● WORK ORDER 1:
Reproduce the whole forum thread about how long farriers take, keeping every character.

● PAGE EXCERPT:
****************************************
Mine takes between 45 mins and 1 1/4 hrs per horse depending which one it is!  Have to say like those above I would be really concerned if he was taking 20 mins to fully hot shoe a horse!  Especially for £60 a time. It might be that there haven't been problems in terms of shoes etc falling off but, speaking from experience with a previous farrier, that doesn't mean the horses feet are perfectly balanced and shoes made to fit! My farrier takes each shoe back to the anvil at least twice to make sure it is just right.
PS Henryhorn, my farrier shoes for the queen now - he must have taken over when yours moved away!!


----------



## MagicMelon (13 November 2007)

Usually about 45 mins - 1 hour a horse. But that's because he moans of a sore back and needs regular cigarette / coffee breaks!


----------



## AnnaJ (13 November 2007)

Ours takes about 2 1/2 hrs for a trim and a full shoe!!! He is a right chatter box too!!!!


----------



## Benjamin (13 November 2007)

My farrier usually takes about an hour to an hour and a half!

My old 'kwik fit fitter' used to take 20 minutes!


----------



## Tia (13 November 2007)

Mine cold shoes - and works very hard and very quickly - he's been a farrier for 30 years and is very very good at his job.   I wouldn't ever want to change him.


----------



## Enfys (13 November 2007)

I had a trimmer that took an hour per horse! After two visits for 5 horses each time I sacked him! 

Farrier in the UK took about an hour to hot shoe each horse.


----------



## Nickijem (13 November 2007)

Thanks for all your opinions - I am really pleased with the work my farrier does - and I feel I get my money's worth, he charges £50.00 for a set of four new shoes, hot shod so perhaps I should be more grateful that he takes his time and doesn't rush!


----------
****************************************
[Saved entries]
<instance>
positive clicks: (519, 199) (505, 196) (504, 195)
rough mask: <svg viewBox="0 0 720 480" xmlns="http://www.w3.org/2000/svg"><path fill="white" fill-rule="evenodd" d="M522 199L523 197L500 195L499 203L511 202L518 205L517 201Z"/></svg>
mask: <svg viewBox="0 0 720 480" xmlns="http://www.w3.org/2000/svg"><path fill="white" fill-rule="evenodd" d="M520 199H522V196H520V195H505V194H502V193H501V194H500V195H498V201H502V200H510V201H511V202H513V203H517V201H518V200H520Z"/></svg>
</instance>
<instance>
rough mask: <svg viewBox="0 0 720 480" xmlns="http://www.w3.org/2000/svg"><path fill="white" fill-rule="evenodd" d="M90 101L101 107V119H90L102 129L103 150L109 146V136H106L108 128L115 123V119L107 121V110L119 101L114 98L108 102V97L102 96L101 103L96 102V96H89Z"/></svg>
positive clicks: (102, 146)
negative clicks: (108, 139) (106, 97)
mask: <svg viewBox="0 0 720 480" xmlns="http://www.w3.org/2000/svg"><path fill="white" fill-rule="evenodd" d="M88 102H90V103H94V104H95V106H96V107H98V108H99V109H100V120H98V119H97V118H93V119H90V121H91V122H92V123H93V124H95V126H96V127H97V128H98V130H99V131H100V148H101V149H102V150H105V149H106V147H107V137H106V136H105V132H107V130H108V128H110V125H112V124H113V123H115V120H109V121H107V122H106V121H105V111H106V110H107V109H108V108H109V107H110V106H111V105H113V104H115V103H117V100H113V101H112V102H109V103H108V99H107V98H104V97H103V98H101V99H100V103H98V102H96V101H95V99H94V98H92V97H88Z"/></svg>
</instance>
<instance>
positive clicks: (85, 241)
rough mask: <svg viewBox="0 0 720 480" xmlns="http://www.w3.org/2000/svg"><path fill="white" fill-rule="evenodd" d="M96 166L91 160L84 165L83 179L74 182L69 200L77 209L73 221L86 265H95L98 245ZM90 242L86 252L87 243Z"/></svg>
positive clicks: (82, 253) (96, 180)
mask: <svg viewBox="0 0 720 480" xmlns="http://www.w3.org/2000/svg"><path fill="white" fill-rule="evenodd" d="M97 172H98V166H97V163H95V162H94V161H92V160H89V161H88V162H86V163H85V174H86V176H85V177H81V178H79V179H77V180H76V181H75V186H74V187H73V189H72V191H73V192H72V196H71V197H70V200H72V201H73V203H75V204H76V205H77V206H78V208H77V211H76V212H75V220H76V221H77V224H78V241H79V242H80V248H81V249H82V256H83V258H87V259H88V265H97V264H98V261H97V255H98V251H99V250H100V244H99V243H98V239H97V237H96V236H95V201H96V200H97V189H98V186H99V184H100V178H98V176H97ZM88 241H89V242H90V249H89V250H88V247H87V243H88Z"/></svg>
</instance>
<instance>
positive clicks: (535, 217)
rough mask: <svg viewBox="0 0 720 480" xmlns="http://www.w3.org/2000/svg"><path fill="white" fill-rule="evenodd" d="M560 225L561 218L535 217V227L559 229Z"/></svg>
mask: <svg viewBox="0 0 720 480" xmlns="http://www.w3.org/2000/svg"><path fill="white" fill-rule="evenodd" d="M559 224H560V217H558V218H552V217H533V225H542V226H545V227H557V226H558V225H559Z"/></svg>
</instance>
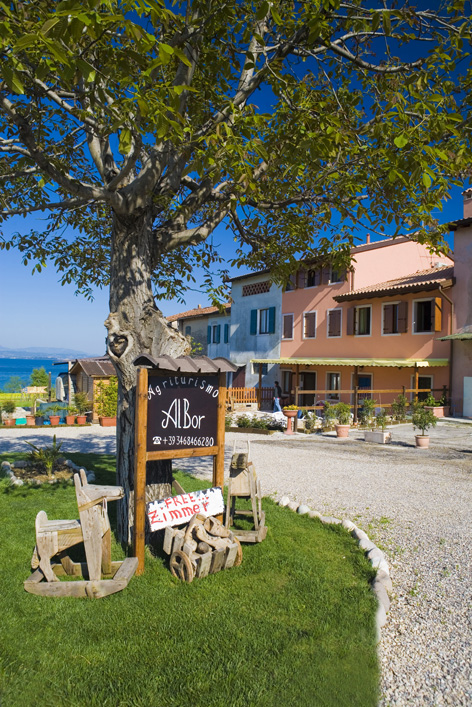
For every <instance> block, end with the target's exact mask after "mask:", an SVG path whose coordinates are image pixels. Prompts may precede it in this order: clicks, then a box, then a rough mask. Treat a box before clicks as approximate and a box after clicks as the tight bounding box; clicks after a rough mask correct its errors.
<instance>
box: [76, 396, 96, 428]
mask: <svg viewBox="0 0 472 707" xmlns="http://www.w3.org/2000/svg"><path fill="white" fill-rule="evenodd" d="M74 402H75V406H76V408H77V410H78V413H77V424H78V425H85V423H86V422H87V418H86V416H85V415H86V413H87V412H89V411H90V410H91V408H92V403H91V402H90V400H89V399H88V397H87V393H84V392H83V391H80V392H79V393H76V394H75V396H74Z"/></svg>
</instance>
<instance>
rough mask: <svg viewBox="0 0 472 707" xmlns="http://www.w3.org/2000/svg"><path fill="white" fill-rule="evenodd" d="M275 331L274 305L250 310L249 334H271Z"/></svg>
mask: <svg viewBox="0 0 472 707" xmlns="http://www.w3.org/2000/svg"><path fill="white" fill-rule="evenodd" d="M274 332H275V307H268V308H267V309H252V310H251V325H250V333H251V334H253V335H254V334H257V333H259V334H273V333H274Z"/></svg>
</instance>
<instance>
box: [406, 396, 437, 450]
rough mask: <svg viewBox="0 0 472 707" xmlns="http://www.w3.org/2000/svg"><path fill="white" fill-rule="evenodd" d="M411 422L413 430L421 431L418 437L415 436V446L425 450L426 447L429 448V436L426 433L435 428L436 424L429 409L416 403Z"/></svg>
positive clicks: (432, 416) (433, 416)
mask: <svg viewBox="0 0 472 707" xmlns="http://www.w3.org/2000/svg"><path fill="white" fill-rule="evenodd" d="M412 422H413V429H415V430H417V429H418V430H421V434H420V435H415V440H416V446H417V447H422V448H423V449H426V447H429V435H427V434H426V432H427V431H428V430H429V428H430V427H436V425H437V423H438V419H437V417H436V416H435V415H434V413H433V412H432V411H431V410H430V409H428V408H426V407H425V406H424V405H422V404H421V403H416V404H415V406H414V408H413V417H412Z"/></svg>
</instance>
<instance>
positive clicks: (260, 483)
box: [225, 443, 267, 543]
mask: <svg viewBox="0 0 472 707" xmlns="http://www.w3.org/2000/svg"><path fill="white" fill-rule="evenodd" d="M237 498H243V499H246V500H249V501H250V503H251V510H250V511H249V510H242V509H239V510H236V499H237ZM235 516H246V517H250V516H252V521H253V524H254V529H253V530H240V529H237V530H235V529H233V534H234V536H235V538H237V539H238V540H239V541H240V542H246V543H259V542H262V540H264V538H265V537H266V535H267V527H266V525H265V512H264V511H263V510H262V491H261V482H260V481H259V480H258V478H257V474H256V469H255V467H254V464H253V463H252V462H251V461H249V443H248V451H247V453H245V454H242V453H237V452H235V450H234V449H233V456H232V458H231V465H230V469H229V480H228V496H227V500H226V518H225V527H226V528H228V529H229V528H230V527H231V526H232V525H233V524H234V519H235Z"/></svg>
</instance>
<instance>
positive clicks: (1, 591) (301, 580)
mask: <svg viewBox="0 0 472 707" xmlns="http://www.w3.org/2000/svg"><path fill="white" fill-rule="evenodd" d="M15 456H21V455H15ZM70 457H71V458H73V459H74V461H76V462H77V463H81V464H84V465H85V466H86V467H87V468H91V469H94V470H95V471H96V473H97V482H98V483H114V471H113V470H114V458H113V457H111V456H107V455H80V454H71V455H70ZM5 458H6V455H0V461H2V460H3V459H5ZM176 477H177V478H178V480H179V482H180V483H181V484H182V486H184V488H185V489H186V490H189V491H190V490H193V489H196V488H204V487H205V486H206V485H207V484H205V483H202V482H199V481H197V480H195V479H192V478H190V477H188V476H187V475H184V474H180V473H178V474H176ZM1 491H2V492H1V493H0V518H1V526H0V527H1V529H0V543H1V544H0V592H1V595H2V624H1V625H2V629H1V635H0V669H1V673H0V675H1V678H0V680H1V682H0V685H1V692H0V703H1V705H2V707H11V706H13V705H15V706H18V707H29V706H30V705H31V706H33V705H35V706H38V705H39V707H42V706H43V705H45V706H46V705H47V706H48V707H49V705H51V707H52V706H53V705H54V707H56V706H57V705H61V706H62V705H67V706H77V707H78V706H80V707H85V706H87V707H88V706H95V705H96V706H97V707H104V706H105V705H113V706H117V707H118V706H119V707H125V706H138V705H139V706H142V707H187V706H188V707H199V706H200V705H201V706H202V707H203V705H205V706H206V707H217V706H220V705H221V707H237V706H239V705H240V706H241V707H247V706H252V705H254V706H257V707H259V706H261V707H262V706H267V707H274V706H275V705H277V706H280V707H284V706H285V705H290V706H292V705H307V706H310V707H311V706H316V707H324V706H325V705H326V706H330V705H332V706H333V707H343V706H344V705H345V706H346V707H347V706H349V707H355V706H356V705H358V706H359V707H369V706H370V705H372V706H374V705H376V703H377V694H378V693H377V686H378V664H377V657H376V647H375V626H374V623H375V622H374V615H375V609H376V605H375V600H374V597H373V594H372V592H371V591H370V589H369V581H370V580H371V579H372V576H373V575H372V569H371V567H370V565H369V563H368V562H367V561H366V560H365V558H364V556H363V554H362V552H361V551H359V549H358V548H357V545H356V543H355V542H354V540H353V539H352V538H351V537H350V536H349V535H348V533H346V532H345V531H344V530H343V529H342V528H340V527H339V526H323V525H322V524H321V523H320V522H319V521H317V520H311V519H309V518H307V517H300V516H296V515H295V514H294V513H292V512H291V511H289V510H287V509H285V508H279V507H278V506H277V505H276V504H274V503H273V502H272V501H270V500H269V499H265V500H264V508H265V510H266V520H267V525H268V526H269V531H268V534H267V538H266V540H265V541H264V542H263V543H261V544H258V545H254V546H248V545H245V546H244V548H243V552H244V557H243V562H242V564H241V566H240V567H237V568H233V569H231V570H227V571H223V572H220V573H218V574H216V575H211V576H209V577H206V578H204V579H201V580H194V581H193V583H192V584H184V583H181V582H180V581H179V580H177V579H175V578H173V577H172V575H171V573H170V571H169V569H168V565H167V557H166V556H165V555H162V556H159V555H157V556H155V557H153V556H151V554H150V553H148V556H147V558H146V572H145V574H144V575H143V576H141V577H134V578H133V579H132V580H131V582H130V584H129V586H128V588H127V589H126V590H124V591H123V592H120V593H117V594H114V595H112V596H110V597H107V598H104V599H98V600H80V599H73V598H60V599H55V598H54V599H53V598H47V597H37V596H34V595H31V594H28V593H27V592H25V591H24V589H23V581H24V580H25V579H26V578H27V577H28V575H29V573H30V564H29V563H30V559H31V552H32V548H33V545H34V519H35V516H36V513H37V512H38V511H39V510H41V509H43V510H45V511H46V512H47V513H48V516H49V517H51V518H76V517H77V507H76V503H75V492H74V489H73V488H72V487H70V486H69V487H61V488H59V487H48V488H38V489H27V490H25V489H23V488H17V489H14V490H8V491H5V488H4V487H3V488H2V489H1ZM109 510H110V516H111V518H112V523H113V505H112V504H110V506H109ZM113 556H114V559H120V558H121V557H123V554H122V551H121V548H120V547H119V546H118V545H116V544H115V546H114V548H113Z"/></svg>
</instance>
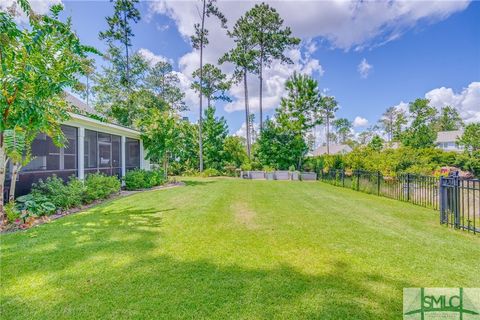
****************************************
● WORK ORDER 2:
Return every line of the records that contains the string "positive", matching case exactly.

● PROBLEM SOLUTION 1:
Mine takes between 45 mins and 1 1/4 hrs per horse depending which one it is!  Have to say like those above I would be really concerned if he was taking 20 mins to fully hot shoe a horse!  Especially for £60 a time. It might be that there haven't been problems in terms of shoes etc falling off but, speaking from experience with a previous farrier, that doesn't mean the horses feet are perfectly balanced and shoes made to fit! My farrier takes each shoe back to the anvil at least twice to make sure it is just right.
PS Henryhorn, my farrier shoes for the queen now - he must have taken over when yours moved away!!


----------



## MagicMelon (13 November 2007)

Usually about 45 mins - 1 hour a horse. But that's because he moans of a sore back and needs regular cigarette / coffee breaks!


----------



## AnnaJ (13 November 2007)

Ours takes about 2 1/2 hrs for a trim and a full shoe!!! He is a right chatter box too!!!!


----------



## Benjamin (13 November 2007)

My farrier usually takes about an hour to an hour and a half!

My old 'kwik fit fitter' used to take 20 minutes!


----------



## Tia (13 November 2007)

Mine cold shoes - and works very hard and very quickly - he's been a farrier for 30 years and is very very good at his job.   I wouldn't ever want to change him.


----------



## Enfys (13 November 2007)

I had a trimmer that took an hour per horse! After two visits for 5 horses each time I sacked him! 

Farrier in the UK took about an hour to hot shoe each horse.


----------



## Nickijem (13 November 2007)

Thanks for all your opinions - I am really pleased with the work my farrier does - and I feel I get my money's worth, he charges £50.00 for a set of four new shoes, hot shod so perhaps I should be more grateful that he takes his time and doesn't rush!


----------

● PROBLEM SOLUTION 2:
positive clicks: (519, 199) (505, 196) (504, 195)
positive clicks: (102, 146)
positive clicks: (85, 241)
positive clicks: (82, 253) (96, 180)
positive clicks: (535, 217)
positive clicks: (432, 416) (433, 416)
positive clicks: (260, 483)
positive clicks: (1, 591) (301, 580)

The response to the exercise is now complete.